§ **Directions for this task**: What is needed is an exact copy of all the lines below.

-- Information shown follows --

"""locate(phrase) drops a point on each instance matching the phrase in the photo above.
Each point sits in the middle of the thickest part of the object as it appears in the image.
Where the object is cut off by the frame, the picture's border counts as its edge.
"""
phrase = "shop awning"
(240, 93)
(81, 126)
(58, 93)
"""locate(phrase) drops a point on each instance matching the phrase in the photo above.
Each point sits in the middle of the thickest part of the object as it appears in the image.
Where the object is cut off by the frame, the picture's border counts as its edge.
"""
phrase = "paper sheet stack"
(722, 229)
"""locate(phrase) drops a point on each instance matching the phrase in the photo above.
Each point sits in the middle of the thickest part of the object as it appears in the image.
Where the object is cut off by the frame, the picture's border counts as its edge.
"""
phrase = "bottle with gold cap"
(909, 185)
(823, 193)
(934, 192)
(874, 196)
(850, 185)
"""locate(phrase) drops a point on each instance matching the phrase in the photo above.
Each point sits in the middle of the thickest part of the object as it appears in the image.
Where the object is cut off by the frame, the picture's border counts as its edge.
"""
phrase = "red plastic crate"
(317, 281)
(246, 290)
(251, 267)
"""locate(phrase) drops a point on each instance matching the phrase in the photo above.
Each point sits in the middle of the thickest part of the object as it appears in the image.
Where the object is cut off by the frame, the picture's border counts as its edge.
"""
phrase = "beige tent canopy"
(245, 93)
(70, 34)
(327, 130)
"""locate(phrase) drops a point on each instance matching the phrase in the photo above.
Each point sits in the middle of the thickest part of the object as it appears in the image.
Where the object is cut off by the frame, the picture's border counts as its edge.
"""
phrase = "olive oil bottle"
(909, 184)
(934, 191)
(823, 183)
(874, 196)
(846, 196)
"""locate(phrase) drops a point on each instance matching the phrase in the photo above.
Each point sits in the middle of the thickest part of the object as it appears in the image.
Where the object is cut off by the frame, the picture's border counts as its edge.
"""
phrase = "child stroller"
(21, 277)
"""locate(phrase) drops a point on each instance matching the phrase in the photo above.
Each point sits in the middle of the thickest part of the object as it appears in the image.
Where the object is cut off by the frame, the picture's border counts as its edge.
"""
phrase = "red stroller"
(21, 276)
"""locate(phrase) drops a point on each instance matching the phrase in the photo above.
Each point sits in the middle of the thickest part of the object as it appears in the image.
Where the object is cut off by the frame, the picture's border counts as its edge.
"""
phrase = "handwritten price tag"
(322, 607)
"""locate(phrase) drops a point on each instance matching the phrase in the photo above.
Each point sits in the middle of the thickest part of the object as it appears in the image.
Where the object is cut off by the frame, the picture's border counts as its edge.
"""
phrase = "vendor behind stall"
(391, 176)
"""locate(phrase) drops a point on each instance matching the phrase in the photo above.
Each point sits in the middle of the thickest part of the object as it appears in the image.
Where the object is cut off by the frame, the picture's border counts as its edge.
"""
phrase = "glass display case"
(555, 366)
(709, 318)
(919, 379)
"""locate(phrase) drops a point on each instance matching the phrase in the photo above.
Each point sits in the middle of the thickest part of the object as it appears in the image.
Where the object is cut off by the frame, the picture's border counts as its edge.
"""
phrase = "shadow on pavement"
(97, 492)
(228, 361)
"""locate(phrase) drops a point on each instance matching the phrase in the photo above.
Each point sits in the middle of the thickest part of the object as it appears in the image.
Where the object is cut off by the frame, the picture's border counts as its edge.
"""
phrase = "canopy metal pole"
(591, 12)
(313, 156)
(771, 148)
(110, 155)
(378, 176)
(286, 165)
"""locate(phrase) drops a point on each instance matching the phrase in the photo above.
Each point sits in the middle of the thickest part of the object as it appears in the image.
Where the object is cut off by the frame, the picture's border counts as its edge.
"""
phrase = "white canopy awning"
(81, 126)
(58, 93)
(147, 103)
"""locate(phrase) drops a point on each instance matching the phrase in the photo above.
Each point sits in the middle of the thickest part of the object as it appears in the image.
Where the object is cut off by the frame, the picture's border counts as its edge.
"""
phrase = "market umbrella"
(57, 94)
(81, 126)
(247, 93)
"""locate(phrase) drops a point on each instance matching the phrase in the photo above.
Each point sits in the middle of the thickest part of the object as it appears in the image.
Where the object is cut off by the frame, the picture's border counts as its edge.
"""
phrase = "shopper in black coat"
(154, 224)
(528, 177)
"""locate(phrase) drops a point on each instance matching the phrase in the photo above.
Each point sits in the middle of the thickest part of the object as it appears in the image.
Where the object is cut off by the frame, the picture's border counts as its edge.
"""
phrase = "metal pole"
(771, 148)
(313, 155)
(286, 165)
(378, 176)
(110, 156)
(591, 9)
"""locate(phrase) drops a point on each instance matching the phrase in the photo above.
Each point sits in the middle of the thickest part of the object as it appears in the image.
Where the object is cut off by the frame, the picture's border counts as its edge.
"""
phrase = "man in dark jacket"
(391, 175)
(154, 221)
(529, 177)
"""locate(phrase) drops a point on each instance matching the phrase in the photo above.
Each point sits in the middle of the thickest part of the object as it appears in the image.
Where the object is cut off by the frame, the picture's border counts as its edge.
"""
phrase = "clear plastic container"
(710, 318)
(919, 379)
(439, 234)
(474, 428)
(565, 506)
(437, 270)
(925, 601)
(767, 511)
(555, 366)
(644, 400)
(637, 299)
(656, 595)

-- Information shown concluded --

§ **Solution below**:
"""locate(phrase) drops a point on each instance matching the phrase in the photo above.
Each point sits in the middle of the thickest part of the object as it appears in the image.
Where the object is cut off by the frame, the picture's border counts as its edge.
"""
phrase = "shop awning"
(240, 93)
(81, 126)
(58, 93)
"""locate(phrase) drops a point on each instance matching the phrase in the photo above.
Each point sits in the middle of the thickest part of the object as it appears in the image.
Where the object is cut off by the frame, the picture's border counts as its edge.
"""
phrase = "paper sheet stack"
(722, 229)
"""locate(phrase) drops a point on each instance matching the phrase in the photo above.
Each point sits in the middle of the thickest part of the object as it appears in the image.
Where the object is cut off by the frame, the picture's border counts as its edge.
"""
phrase = "bottle with gold cap"
(909, 185)
(823, 193)
(934, 192)
(874, 196)
(850, 185)
"""locate(phrase) drops a point on each instance matching the phrase in the photo above.
Each point sits in the middle of the thickest part of the object as it appears in the image.
Where the object is cut off by the frame, the picture's border counts as its edge.
"""
phrase = "red plastic crate"
(317, 281)
(246, 290)
(251, 267)
"""locate(phrase) drops a point on each instance matching the phrase in the photo above.
Each point sits in the middle of the thickest part of the object as it appears in the image.
Where the object is cut off by the frame, the picture's border counts as its edge.
"""
phrase = "beige tent canopy"
(245, 93)
(70, 34)
(327, 130)
"""locate(phrase) drops a point on each instance matching the phrase in the photo above.
Each point sits in the middle of the thickest part of the object as it appears in the image.
Where the object is cut off by the frame, the picture's border counts as its edge.
"""
phrase = "olive oil bottle"
(909, 184)
(934, 191)
(823, 183)
(874, 196)
(846, 196)
"""locate(phrase) drops a point on each instance matching the phrase in the photo above.
Each point sits in the middle of the thickest part of the object as it appears in the image.
Where the object is cut off by the frame, the picture's border counts as its edge.
"""
phrase = "child stroller"
(21, 277)
"""locate(phrase) drops a point on each instance matching the phrase in the photo above.
Each point sits in the middle of the thickest part of the object as it appears in the image.
Where the object is cut off by the frame, the picture's border counts as its edge.
"""
phrase = "red stroller"
(21, 276)
"""locate(phrase) drops a point on each instance matching the phrase in the photo above.
Each point sits in the middle of the thickest part of the object as it appears in the image.
Where the object is cut off by the frame, the picture's border counts as its edge.
"""
phrase = "handwritten price tag"
(322, 607)
"""locate(phrase) drops a point on each instance matching the phrase in the photo above.
Each point sits in the middle of the thickest part of the object as it appears in the image.
Where the object is cut off by the frame, the picture's border counts as its edge.
"""
phrase = "vendor behind stall"
(391, 176)
"""locate(phrase) drops a point on each instance matching the phrase in the photo above.
Each point sits in the middle of the thickest part of the object as it appears in the image.
Where the object is cut off by the frame, the picture's border counts as its edge.
"""
phrase = "glass display case"
(555, 366)
(709, 318)
(919, 379)
"""locate(phrase) drops a point on each instance matching the phrase in the photo above.
Each point sits in the middle of the thickest part of the object as it appears in the image.
Where the object is cut off by the frame, the picture's border counts as its edge.
"""
phrase = "shadow on pavement"
(97, 492)
(228, 361)
"""locate(phrase) drops a point on each instance matching the phrase in the photo above.
Each point sits in the middle of the thickest part of the object as it appears in the image.
Where the object is cut off by the frame, the picture's border counts as its edge.
"""
phrase = "canopy metal pole"
(591, 12)
(313, 156)
(771, 148)
(110, 155)
(378, 176)
(286, 165)
"""locate(phrase) drops a point on each instance matching the phrase in the photo above.
Each point sits in the middle of the thickest part of the object as it appears in the image.
Where the object is cut off by the frame, the picture's border counts as its edge.
"""
phrase = "white canopy awning"
(81, 126)
(58, 93)
(147, 103)
"""locate(phrase) drops a point on each instance matching the phrase in the photo above.
Each point sits in the middle of the thickest part of the object as it appears in the image.
Where the object is cut off by the frame, the picture's border counts as its edge.
"""
phrase = "market umbrella"
(57, 94)
(81, 126)
(247, 93)
"""locate(phrase) drops a point on each instance matching the phrase in the photo above.
Each point sits in the middle of the thickest part of the object as it appears in the image.
Where the object is cut off by the frame, the picture's border counts as its edge.
"""
phrase = "shopper in black coat"
(154, 224)
(528, 177)
"""locate(phrase) drops a point on each instance matching the phrase in the photo above.
Each point sits in the middle of the thickest part of the object as it appears in the image.
Where the object is cut off by the frame, the picture's border counts as its edge.
"""
phrase = "metal pole"
(771, 148)
(313, 155)
(286, 165)
(378, 176)
(110, 156)
(591, 9)
"""locate(phrase) drops a point on each instance matching the phrase in the photo above.
Each point sits in the middle of the thickest part of the object as it appears in the image.
Where the object is cut off by the frame, the picture's border counts as its edge.
"""
phrase = "man in dark jacket"
(391, 175)
(154, 221)
(529, 177)
"""locate(phrase) drops a point on each instance matching the phrase in the photo above.
Each point sits in the middle of the thickest part of the object as it appears in the image.
Where the object is cut off by the frame, the picture's border counts as its edge.
"""
phrase = "clear plastic container"
(710, 318)
(919, 379)
(439, 234)
(474, 428)
(565, 506)
(437, 270)
(925, 601)
(767, 511)
(555, 366)
(644, 400)
(637, 299)
(656, 595)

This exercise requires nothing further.